Point labeling dataset extracts:
*****

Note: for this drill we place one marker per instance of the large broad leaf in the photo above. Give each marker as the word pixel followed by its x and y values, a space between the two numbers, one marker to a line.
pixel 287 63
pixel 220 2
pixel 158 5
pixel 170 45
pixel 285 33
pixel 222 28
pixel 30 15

*****

▶ _Task goal_:
Write out the items above again, switching each "marker" to "dot" and keeping everything else the same.

▶ _Completed exercise_:
Note: for this drill we place one dot per instance of the large broad leaf in the photo above. Give each dot as the word pixel followed by its x and y values, a space between the two numbers, one dot to a line.
pixel 287 63
pixel 220 2
pixel 158 5
pixel 170 45
pixel 285 33
pixel 222 28
pixel 30 15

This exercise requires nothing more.